- Born: 1959 (age 66–67) Tehran, Iran
- Education: Southern Methodist University
- Scientific career
- Fields: Archaeological
- Workplaces: University of the Witwatersrand,
- Thesis: "The Development of Nomadism in Northeast Africa"

= Karim Sadr =

Karim Sadr is an archaeologist contributing to research in southern Africa. He is the author of over 60 academic articles, a book and two edited volumes. While Sadr has contributed to the Kalahari Debate, his more recent work has focused on historical revision, re-examining the acquisition of domesticated animals and pottery in southern Africa by Hunter-gatherer. His work is reintroducing the term Neolithic back into southern African archaeological discourse from which it had previously been removed.

== Biography ==

Karim Sadr was born in Tehran, Iran, 1959. He began his studies at the Southern Methodist University(SMU)in Dallas, Texas, where he continued to the completion of his doctorate in anthropology. Sadr received his doctorate in 1988 for “The Development of Nomadism in Northeast Africa” under the supervision of Professor Anthony Marks.

Karim Sadr remained at SMU as a research associate until 1990. He would later receive two post-doctoral fellowships: the first from the American Research Centre in Egypt and the second from the University of Cape Town (UCT). In 1992 he took the position of Director for Archaeology at Centro Ricerche sul Deserto Orientale (CeRDO). After leaving CeRDO in 1995, he took up a lectureship in the history department of the University of Botswana (UB): Gaborone.

Beginning in 2001, he has established himself at the University of the Witwatersrand, where he is currently a Senior Lecturer and associate professor in the school of Geography, Archeology and Environmental Studies Sciences (GAES). He currently holds the position of Head of School.

» **DIRECTION A**
Repeat everything in the Karim Sadr biography from "Karim Sadr remained" down to "Botswana (UB): Gaborone.", word for word.
The Karim Sadr biography and the records are unrelated to each other.

» **EXTRACTED INFORMATION**
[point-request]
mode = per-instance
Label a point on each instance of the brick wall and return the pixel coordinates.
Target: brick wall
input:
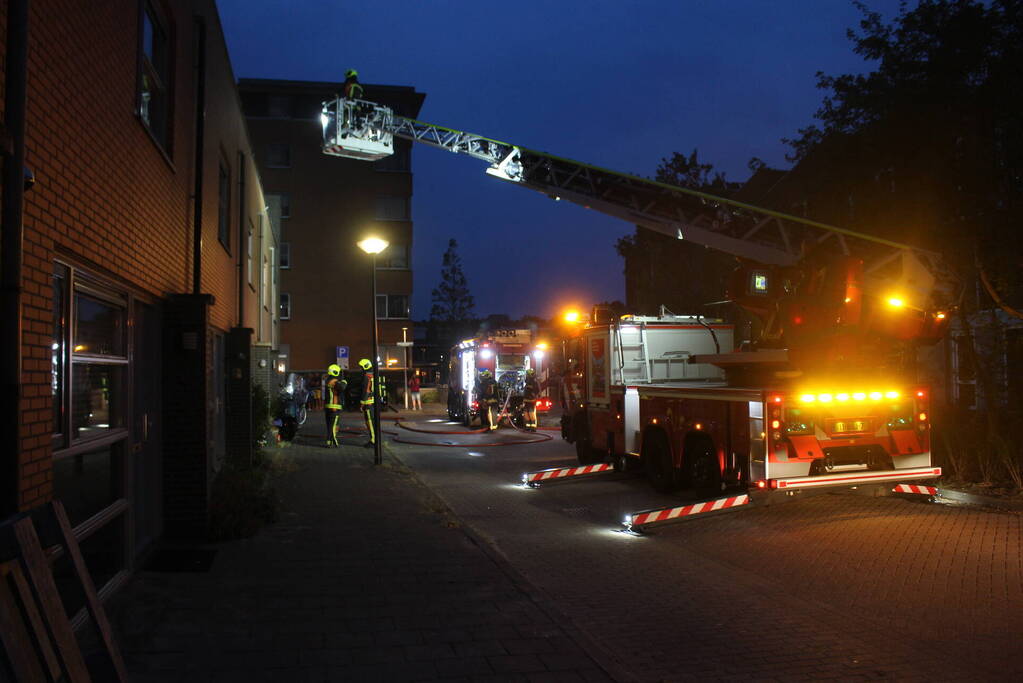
(115, 203)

» **DIRECTION B**
Collect every line of the records that contains the word "wall".

» **EXPECTED OUTPUT A**
Karim Sadr remained at SMU as a research associate until 1990. He would later receive two post-doctoral fellowships: the first from the American Research Centre in Egypt and the second from the University of Cape Town (UCT). In 1992 he took the position of Director for Archaeology at Centro Ricerche sul Deserto Orientale (CeRDO). After leaving CeRDO in 1995, he took up a lectureship in the history department of the University of Botswana (UB): Gaborone.

» **EXPECTED OUTPUT B**
Label a point on each instance of the brick wall and return the pixel coordinates.
Target: brick wall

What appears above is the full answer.